___ DATA TO USE
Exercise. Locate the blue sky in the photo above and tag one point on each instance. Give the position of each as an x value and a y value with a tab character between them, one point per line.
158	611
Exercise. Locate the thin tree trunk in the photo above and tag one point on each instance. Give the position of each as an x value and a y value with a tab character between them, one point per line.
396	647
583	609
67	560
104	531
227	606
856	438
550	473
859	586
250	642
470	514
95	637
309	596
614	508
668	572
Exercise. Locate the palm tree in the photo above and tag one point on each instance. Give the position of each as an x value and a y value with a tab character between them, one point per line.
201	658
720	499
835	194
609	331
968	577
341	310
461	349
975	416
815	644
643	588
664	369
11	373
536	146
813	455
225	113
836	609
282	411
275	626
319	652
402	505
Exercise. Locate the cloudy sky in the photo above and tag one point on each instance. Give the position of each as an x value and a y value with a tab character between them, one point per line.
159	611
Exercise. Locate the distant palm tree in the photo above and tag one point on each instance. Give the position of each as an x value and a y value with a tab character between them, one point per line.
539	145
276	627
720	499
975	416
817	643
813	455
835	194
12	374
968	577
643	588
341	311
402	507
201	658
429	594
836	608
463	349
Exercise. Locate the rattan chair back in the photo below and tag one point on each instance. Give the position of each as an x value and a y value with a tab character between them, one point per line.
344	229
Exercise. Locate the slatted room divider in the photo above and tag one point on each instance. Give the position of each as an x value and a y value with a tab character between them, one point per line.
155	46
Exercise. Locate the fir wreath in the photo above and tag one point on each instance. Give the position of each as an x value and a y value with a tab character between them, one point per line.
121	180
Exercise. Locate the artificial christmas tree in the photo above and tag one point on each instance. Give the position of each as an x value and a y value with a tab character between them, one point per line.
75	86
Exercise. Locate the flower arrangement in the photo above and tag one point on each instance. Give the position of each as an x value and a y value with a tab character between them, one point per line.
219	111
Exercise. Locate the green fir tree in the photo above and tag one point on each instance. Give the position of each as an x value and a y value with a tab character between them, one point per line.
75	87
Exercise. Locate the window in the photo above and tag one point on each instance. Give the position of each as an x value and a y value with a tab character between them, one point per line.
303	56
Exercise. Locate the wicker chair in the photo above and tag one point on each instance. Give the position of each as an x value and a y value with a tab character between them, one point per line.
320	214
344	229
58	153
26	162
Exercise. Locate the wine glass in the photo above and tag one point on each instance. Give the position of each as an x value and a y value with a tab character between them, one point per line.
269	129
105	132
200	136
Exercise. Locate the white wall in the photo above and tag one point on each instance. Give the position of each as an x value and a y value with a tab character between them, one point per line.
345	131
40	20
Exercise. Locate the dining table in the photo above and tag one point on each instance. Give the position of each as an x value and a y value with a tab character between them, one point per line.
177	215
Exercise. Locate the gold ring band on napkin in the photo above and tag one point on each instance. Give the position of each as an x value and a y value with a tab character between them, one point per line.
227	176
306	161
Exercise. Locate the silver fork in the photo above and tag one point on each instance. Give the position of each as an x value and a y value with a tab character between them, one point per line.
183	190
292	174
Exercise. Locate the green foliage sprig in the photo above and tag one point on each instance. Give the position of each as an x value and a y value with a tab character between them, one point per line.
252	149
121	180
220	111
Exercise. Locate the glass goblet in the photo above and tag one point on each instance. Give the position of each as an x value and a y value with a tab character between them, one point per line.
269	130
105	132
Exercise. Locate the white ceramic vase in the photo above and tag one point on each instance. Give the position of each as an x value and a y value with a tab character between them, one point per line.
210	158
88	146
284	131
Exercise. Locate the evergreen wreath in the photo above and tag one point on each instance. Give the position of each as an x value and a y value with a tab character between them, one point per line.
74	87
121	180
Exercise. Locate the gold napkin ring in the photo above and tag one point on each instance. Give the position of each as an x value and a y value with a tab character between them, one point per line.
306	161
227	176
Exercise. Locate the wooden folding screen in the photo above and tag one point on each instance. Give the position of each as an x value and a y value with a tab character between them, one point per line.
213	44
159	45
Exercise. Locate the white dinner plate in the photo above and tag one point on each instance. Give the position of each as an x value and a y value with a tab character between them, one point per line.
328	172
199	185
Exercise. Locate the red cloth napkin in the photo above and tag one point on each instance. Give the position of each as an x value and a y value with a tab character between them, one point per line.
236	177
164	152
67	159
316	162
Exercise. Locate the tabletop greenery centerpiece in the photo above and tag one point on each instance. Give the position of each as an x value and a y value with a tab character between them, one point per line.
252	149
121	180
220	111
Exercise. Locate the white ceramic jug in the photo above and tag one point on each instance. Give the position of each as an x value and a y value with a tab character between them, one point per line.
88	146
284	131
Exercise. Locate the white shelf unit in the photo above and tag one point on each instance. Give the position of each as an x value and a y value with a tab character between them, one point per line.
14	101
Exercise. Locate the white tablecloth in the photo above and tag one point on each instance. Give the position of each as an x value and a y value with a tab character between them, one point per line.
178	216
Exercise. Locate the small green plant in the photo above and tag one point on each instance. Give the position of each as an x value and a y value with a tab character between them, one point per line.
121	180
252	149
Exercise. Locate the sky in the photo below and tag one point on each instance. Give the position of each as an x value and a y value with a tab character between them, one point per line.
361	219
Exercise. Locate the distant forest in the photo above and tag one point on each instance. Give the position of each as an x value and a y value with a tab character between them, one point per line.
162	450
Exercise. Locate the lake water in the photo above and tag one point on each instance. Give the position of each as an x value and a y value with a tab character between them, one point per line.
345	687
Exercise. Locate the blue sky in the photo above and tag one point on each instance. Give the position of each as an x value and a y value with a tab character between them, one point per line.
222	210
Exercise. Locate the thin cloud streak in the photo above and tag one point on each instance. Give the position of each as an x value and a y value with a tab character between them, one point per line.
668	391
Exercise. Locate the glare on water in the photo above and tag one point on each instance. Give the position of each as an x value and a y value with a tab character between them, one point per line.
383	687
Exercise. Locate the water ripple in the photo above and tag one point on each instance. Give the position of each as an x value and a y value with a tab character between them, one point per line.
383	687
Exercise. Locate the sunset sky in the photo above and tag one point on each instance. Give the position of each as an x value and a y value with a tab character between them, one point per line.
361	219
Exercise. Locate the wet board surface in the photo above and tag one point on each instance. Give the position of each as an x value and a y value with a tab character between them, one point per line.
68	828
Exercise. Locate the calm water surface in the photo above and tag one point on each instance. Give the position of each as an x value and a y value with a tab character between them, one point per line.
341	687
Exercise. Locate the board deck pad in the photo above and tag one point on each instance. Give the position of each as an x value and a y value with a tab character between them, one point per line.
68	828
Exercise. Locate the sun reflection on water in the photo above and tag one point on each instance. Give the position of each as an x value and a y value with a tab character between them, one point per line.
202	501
______
Can you copy all of the material above, line for line, without changing a single character?

Exercise. Locate the blue sky in the photo above and tag one point on each instance. Give the position of each as an x value and a y value with a tab character between them, one point per line.
158	611
Exercise. Locate the thin tree trunk in the photo above and tag one point on each instance. Give the position of each as an x value and a y value with a tab character between them, one point per line.
396	647
583	609
67	560
104	531
227	606
856	438
550	473
859	586
250	642
470	514
95	637
309	596
614	508
668	572
Exercise. Locate the palm tree in the photo above and tag one point on each instance. Give the position of each as an x value and a y value with a tab character between them, one point per line.
201	658
720	499
835	194
609	331
968	577
341	310
461	349
975	416
815	644
643	588
664	369
11	373
536	146
813	455
225	113
836	609
282	411
275	626
319	652
402	505
Exercise. Locate the cloudy sky in the photo above and tag one point on each instance. Give the position of each as an x value and a y value with a tab character between them, one point per line.
159	611
Exercise. Locate the distant palm tree in the photo above and tag one point on each instance. Give the position of each as an x value and a y value with a tab character between them, one point per line.
539	145
276	627
720	499
975	416
817	643
813	455
835	194
12	374
968	577
643	588
341	311
402	507
201	658
429	594
836	608
463	349
Exercise. Locate the rattan chair back in the photo below and tag one point on each instance. Give the position of each as an x value and a y value with a tab character between them, one point per line.
344	229
Exercise. Locate the slatted room divider in the photo above and tag one point on each instance. Give the position of each as an x value and a y value with a tab character between them, one point per line.
155	46
Exercise. Locate the fir wreath in the photo above and tag one point on each instance. Give the position of each as an x value and a y value with a tab character between them, one point per line.
121	180
Exercise. Locate the artificial christmas tree in the photo above and tag one point on each instance. Give the position of each as an x value and a y value with a tab character between them, one point per line.
75	86
Exercise. Locate the flower arrangement in the photo above and tag one point on each instance. Give the position of each as an x value and a y value with a tab character between them, one point per line.
219	111
Exercise. Locate the green fir tree in the photo above and tag one point on each instance. Give the position of each as an x value and a y value with a tab character between them, one point per line.
75	87
Exercise. Locate the window in the photo above and tag one point on each instance. Give the position of each as an x value and a y value with a tab character between them, one point per line.
303	56
Exercise. Locate the wicker chair in the photo above and tag one point on each instance. Give the position of each as an x value and a y value with a tab character between them, one point per line.
320	214
344	229
58	153
26	162
Exercise. Locate the wine glass in the photo above and tag one point on each instance. Give the position of each as an x value and a y value with a tab character between them, one point per line.
269	129
105	132
200	136
Exercise. Locate the white wall in the photo above and tag one point on each instance. Give the position of each as an x value and a y value with a tab character between them, one point per line.
345	131
40	20
Exercise. Locate the dining table in the photo above and tag one point on each instance. Give the position of each as an x value and a y value with a tab character between them, one point per line.
177	215
Exercise. Locate the gold ring band on napkin in the photo above and tag one point on each instance. Give the position of each as an x value and a y value with a tab character between them, one point per line.
227	176
306	161
Exercise. Locate the silver fork in the photo above and tag one point on each instance. Give the position of each as an x value and a y value with a tab character between them, one point per line.
183	190
292	174
Exercise. Locate the green foliage sprig in the photo above and tag one point on each instance. Give the position of each as an x value and a y value with a tab character between them, one point per line.
252	149
121	180
220	111
Exercise. Locate the glass goblet in the photo above and tag one point on each instance. Give the position of each as an x value and a y value with a tab character between them, one point per line.
269	130
105	132
Exercise. Locate the white ceramic vase in the photo above and tag one point on each instance. Give the position of each as an x value and a y value with a tab character between them, one point per line.
210	158
88	146
284	131
Exercise. Locate the evergreen wreath in the photo above and tag one point on each instance. Give the position of each as an x value and a y value with a tab character between them, one point per line.
74	87
121	180
Exercise. Locate the gold napkin ring in the photo above and tag one point on each instance. Give the position of each as an x value and a y value with a tab character between them, one point per line.
306	161
227	176
Exercise. Locate the wooden folding screen in the photo above and tag one point on each instance. Give the position of each as an x value and a y value with a tab character between them, one point per line.
213	44
159	45
Exercise. Locate the white dinner plate in the photo above and tag one point on each instance. Give the position of each as an x value and a y value with a tab character between them, one point per line.
328	172
199	185
Exercise. Locate the red cloth napkin in the photo above and tag one point on each instance. Give the position of each as an x value and a y value with a tab character between them, one point per line.
236	177
164	152
67	159
316	162
Exercise. Locate the tabletop greenery centerpiece in the photo above and tag one point on each instance. Give the position of each as an x value and a y value with a tab character between them, one point per line.
252	149
121	180
220	111
Exercise. Locate the white ceramic jug in the photo above and tag one point on each instance. Give the position of each as an x value and a y value with a tab character between them, one point per line.
88	146
284	131
Exercise. Locate the white shelf unit in the photo above and tag one point on each instance. Give the position of each as an x value and a y value with a tab character between them, one point per line.
14	101
Exercise. Locate the white tablecloth in the photo above and tag one point on each instance. Give the position of each as an x value and a y value with a tab character between them, one point per line.
178	216
Exercise. Locate the small green plant in the photo above and tag one point on each instance. Give the position of each as an x value and a y value with a tab character between them, one point per line.
121	180
252	149
Exercise. Locate the sky in the photo below and tag one point on each instance. Give the position of each as an x value and a y value with a tab character between them, one point per line.
361	219
Exercise. Locate the distant forest in the photo above and tag one point on each instance. Give the position of each as an x value and a y value with a tab character between them, one point per line.
162	450
Exercise. Locate the lake water in the photo above and tag one point on each instance. Give the position of each as an x value and a y value with a tab character between them, one point per line.
345	687
Exercise. Locate the blue sky in the photo above and tag one point on each instance. Give the position of each as an x value and a y value with a tab character between them, one point per line.
222	210
Exercise. Locate the thin cloud streak in the photo above and tag one point on each instance. Give the position of each as an x value and a y value with a tab character between them, one point per line.
668	391
Exercise. Locate the glare on water in the photo above and tag one point on each instance. Give the position of each as an x value and a y value with a tab character between them, one point per line.
383	687
Exercise. Locate the water ripple in the photo above and tag one point on each instance. Give the position of each as an x value and a y value with a tab character between them, one point per line.
383	687
Exercise. Locate the sunset sky in the photo above and tag one point on each instance. Give the position of each as an x value and a y value with a tab character between them, one point per line.
361	219
Exercise. Locate the wet board surface in the photo above and tag one point on each instance. Give the position of each as an x value and a y value with a tab character between them, one point per line.
68	828
Exercise. Locate the calm water surface in the photo above and tag one point on each instance. Give the position of each as an x value and a y value with a tab character between them, one point per line.
341	687
Exercise. Locate the board deck pad in the photo above and tag one point on each instance. Give the position of each as an x value and a y value with a tab character between them, one point per line.
68	828
Exercise. Locate the sun reflection on water in the photo above and tag one point on each instance. Give the position of each as an x value and a y value with a tab character between them, one point per line.
202	501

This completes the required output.